*Requirements*
Print all of the records below word for word, leaving out the pictures.
start Data supplied
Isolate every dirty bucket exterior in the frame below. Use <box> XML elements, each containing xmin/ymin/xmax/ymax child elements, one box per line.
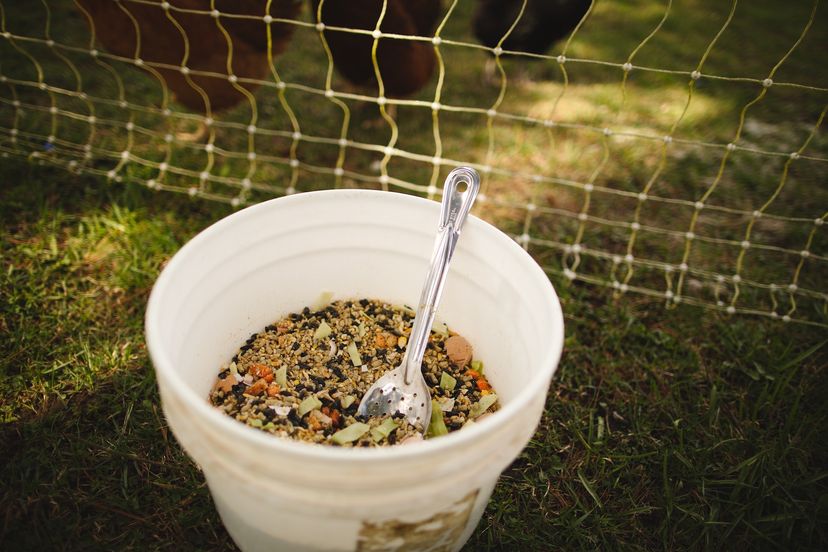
<box><xmin>146</xmin><ymin>190</ymin><xmax>563</xmax><ymax>551</ymax></box>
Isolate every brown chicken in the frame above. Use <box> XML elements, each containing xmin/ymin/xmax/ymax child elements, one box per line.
<box><xmin>75</xmin><ymin>0</ymin><xmax>301</xmax><ymax>136</ymax></box>
<box><xmin>310</xmin><ymin>0</ymin><xmax>442</xmax><ymax>97</ymax></box>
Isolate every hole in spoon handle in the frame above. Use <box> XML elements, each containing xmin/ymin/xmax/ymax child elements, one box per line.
<box><xmin>440</xmin><ymin>167</ymin><xmax>480</xmax><ymax>233</ymax></box>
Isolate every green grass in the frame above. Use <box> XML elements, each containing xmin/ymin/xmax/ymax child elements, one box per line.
<box><xmin>0</xmin><ymin>0</ymin><xmax>828</xmax><ymax>551</ymax></box>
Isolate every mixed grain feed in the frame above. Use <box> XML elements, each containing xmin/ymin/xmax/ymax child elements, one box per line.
<box><xmin>210</xmin><ymin>299</ymin><xmax>499</xmax><ymax>447</ymax></box>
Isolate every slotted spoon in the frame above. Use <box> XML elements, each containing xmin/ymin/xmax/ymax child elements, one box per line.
<box><xmin>357</xmin><ymin>167</ymin><xmax>480</xmax><ymax>432</ymax></box>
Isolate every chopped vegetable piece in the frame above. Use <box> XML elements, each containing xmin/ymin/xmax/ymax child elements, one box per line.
<box><xmin>469</xmin><ymin>393</ymin><xmax>497</xmax><ymax>418</ymax></box>
<box><xmin>426</xmin><ymin>399</ymin><xmax>448</xmax><ymax>437</ymax></box>
<box><xmin>331</xmin><ymin>422</ymin><xmax>371</xmax><ymax>445</ymax></box>
<box><xmin>345</xmin><ymin>341</ymin><xmax>362</xmax><ymax>366</ymax></box>
<box><xmin>471</xmin><ymin>360</ymin><xmax>483</xmax><ymax>375</ymax></box>
<box><xmin>371</xmin><ymin>418</ymin><xmax>399</xmax><ymax>443</ymax></box>
<box><xmin>313</xmin><ymin>320</ymin><xmax>331</xmax><ymax>341</ymax></box>
<box><xmin>440</xmin><ymin>372</ymin><xmax>457</xmax><ymax>391</ymax></box>
<box><xmin>270</xmin><ymin>404</ymin><xmax>290</xmax><ymax>418</ymax></box>
<box><xmin>445</xmin><ymin>335</ymin><xmax>474</xmax><ymax>368</ymax></box>
<box><xmin>313</xmin><ymin>291</ymin><xmax>333</xmax><ymax>310</ymax></box>
<box><xmin>297</xmin><ymin>395</ymin><xmax>322</xmax><ymax>417</ymax></box>
<box><xmin>276</xmin><ymin>366</ymin><xmax>287</xmax><ymax>389</ymax></box>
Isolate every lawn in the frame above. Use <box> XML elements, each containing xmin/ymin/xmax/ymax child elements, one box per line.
<box><xmin>0</xmin><ymin>0</ymin><xmax>828</xmax><ymax>551</ymax></box>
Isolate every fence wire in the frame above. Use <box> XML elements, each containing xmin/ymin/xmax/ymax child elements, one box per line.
<box><xmin>0</xmin><ymin>0</ymin><xmax>828</xmax><ymax>326</ymax></box>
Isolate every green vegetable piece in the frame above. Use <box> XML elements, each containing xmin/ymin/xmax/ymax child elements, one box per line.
<box><xmin>371</xmin><ymin>418</ymin><xmax>399</xmax><ymax>443</ymax></box>
<box><xmin>298</xmin><ymin>395</ymin><xmax>322</xmax><ymax>417</ymax></box>
<box><xmin>471</xmin><ymin>360</ymin><xmax>483</xmax><ymax>376</ymax></box>
<box><xmin>273</xmin><ymin>366</ymin><xmax>287</xmax><ymax>389</ymax></box>
<box><xmin>313</xmin><ymin>320</ymin><xmax>332</xmax><ymax>341</ymax></box>
<box><xmin>426</xmin><ymin>399</ymin><xmax>448</xmax><ymax>438</ymax></box>
<box><xmin>469</xmin><ymin>393</ymin><xmax>497</xmax><ymax>418</ymax></box>
<box><xmin>440</xmin><ymin>372</ymin><xmax>457</xmax><ymax>391</ymax></box>
<box><xmin>345</xmin><ymin>341</ymin><xmax>362</xmax><ymax>366</ymax></box>
<box><xmin>331</xmin><ymin>422</ymin><xmax>371</xmax><ymax>445</ymax></box>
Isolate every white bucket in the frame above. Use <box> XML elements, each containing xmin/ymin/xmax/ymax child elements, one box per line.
<box><xmin>146</xmin><ymin>190</ymin><xmax>563</xmax><ymax>551</ymax></box>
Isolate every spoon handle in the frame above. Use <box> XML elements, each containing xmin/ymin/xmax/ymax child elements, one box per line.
<box><xmin>403</xmin><ymin>167</ymin><xmax>480</xmax><ymax>384</ymax></box>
end Data supplied
*Complete response*
Isolate every dirty bucket exterior in the frame below. Use <box> XML elements, each containing xmin/ymin/xmax/ymax child elements, one box per line.
<box><xmin>146</xmin><ymin>190</ymin><xmax>563</xmax><ymax>551</ymax></box>
Isolate every brown chicken in the frame above. Use <box> XML elements, each containing xmin/ymin/xmax/ymax child elements, one box per line.
<box><xmin>75</xmin><ymin>0</ymin><xmax>301</xmax><ymax>136</ymax></box>
<box><xmin>310</xmin><ymin>0</ymin><xmax>442</xmax><ymax>97</ymax></box>
Isolate every hole in spoon handle in the frame above. Use <box> XML elements, each containing xmin/ymin/xmax/ymax child elements, one box per line.
<box><xmin>440</xmin><ymin>167</ymin><xmax>480</xmax><ymax>233</ymax></box>
Isolate every green grass in the frame above. Use <box> XML elements, each containing xmin/ymin/xmax/ymax child elements, one box per line.
<box><xmin>0</xmin><ymin>0</ymin><xmax>828</xmax><ymax>551</ymax></box>
Isolate every mixed grain feed in the frame above. Use <box> XML elements, each containing xmin/ymin/xmax/ymax child elements, one box per line.
<box><xmin>210</xmin><ymin>299</ymin><xmax>499</xmax><ymax>447</ymax></box>
Isolate every slotted spoon in the frame above. Use <box> XML elements, each containing xmin/ymin/xmax/ymax child elements, one box per line.
<box><xmin>357</xmin><ymin>167</ymin><xmax>480</xmax><ymax>432</ymax></box>
Isolate every chopped vegetable piece in the frame above. Use <box> XML elements, each containing xmin/ymin/xmax/ymax child elements, one box per line.
<box><xmin>469</xmin><ymin>393</ymin><xmax>497</xmax><ymax>418</ymax></box>
<box><xmin>426</xmin><ymin>399</ymin><xmax>448</xmax><ymax>437</ymax></box>
<box><xmin>331</xmin><ymin>422</ymin><xmax>371</xmax><ymax>445</ymax></box>
<box><xmin>345</xmin><ymin>341</ymin><xmax>362</xmax><ymax>366</ymax></box>
<box><xmin>471</xmin><ymin>360</ymin><xmax>483</xmax><ymax>375</ymax></box>
<box><xmin>371</xmin><ymin>418</ymin><xmax>399</xmax><ymax>443</ymax></box>
<box><xmin>313</xmin><ymin>320</ymin><xmax>331</xmax><ymax>341</ymax></box>
<box><xmin>440</xmin><ymin>372</ymin><xmax>457</xmax><ymax>391</ymax></box>
<box><xmin>270</xmin><ymin>404</ymin><xmax>290</xmax><ymax>418</ymax></box>
<box><xmin>445</xmin><ymin>335</ymin><xmax>474</xmax><ymax>368</ymax></box>
<box><xmin>313</xmin><ymin>291</ymin><xmax>333</xmax><ymax>310</ymax></box>
<box><xmin>297</xmin><ymin>395</ymin><xmax>322</xmax><ymax>417</ymax></box>
<box><xmin>276</xmin><ymin>366</ymin><xmax>287</xmax><ymax>389</ymax></box>
Isolate every lawn in the frame above. Use <box> XML elements, each containing xmin/ymin/xmax/ymax child elements, one box per line.
<box><xmin>0</xmin><ymin>0</ymin><xmax>828</xmax><ymax>551</ymax></box>
Isolate every fence wire in the frame above. Use <box> XML elements, each containing xmin/ymin/xmax/ymax child elements, one box per line.
<box><xmin>0</xmin><ymin>0</ymin><xmax>828</xmax><ymax>326</ymax></box>
Isolate every green vegetable piece in the frame above. Use <box> XML elements, each containing xmin/ymin/xmax/ymax child elements, one box per line.
<box><xmin>371</xmin><ymin>418</ymin><xmax>399</xmax><ymax>443</ymax></box>
<box><xmin>298</xmin><ymin>395</ymin><xmax>322</xmax><ymax>417</ymax></box>
<box><xmin>471</xmin><ymin>360</ymin><xmax>483</xmax><ymax>376</ymax></box>
<box><xmin>273</xmin><ymin>366</ymin><xmax>287</xmax><ymax>389</ymax></box>
<box><xmin>313</xmin><ymin>320</ymin><xmax>332</xmax><ymax>341</ymax></box>
<box><xmin>426</xmin><ymin>399</ymin><xmax>448</xmax><ymax>438</ymax></box>
<box><xmin>469</xmin><ymin>393</ymin><xmax>497</xmax><ymax>418</ymax></box>
<box><xmin>440</xmin><ymin>372</ymin><xmax>457</xmax><ymax>391</ymax></box>
<box><xmin>345</xmin><ymin>341</ymin><xmax>362</xmax><ymax>366</ymax></box>
<box><xmin>331</xmin><ymin>422</ymin><xmax>371</xmax><ymax>445</ymax></box>
Isolate every white bucket in the frame above. Use <box> XML elements, each containing xmin/ymin/xmax/ymax child elements, one box per line.
<box><xmin>146</xmin><ymin>190</ymin><xmax>563</xmax><ymax>551</ymax></box>
Isolate every spoon handle in the frame above. Use <box> XML elements, each containing xmin/ymin/xmax/ymax child elements, one box per line.
<box><xmin>403</xmin><ymin>167</ymin><xmax>480</xmax><ymax>384</ymax></box>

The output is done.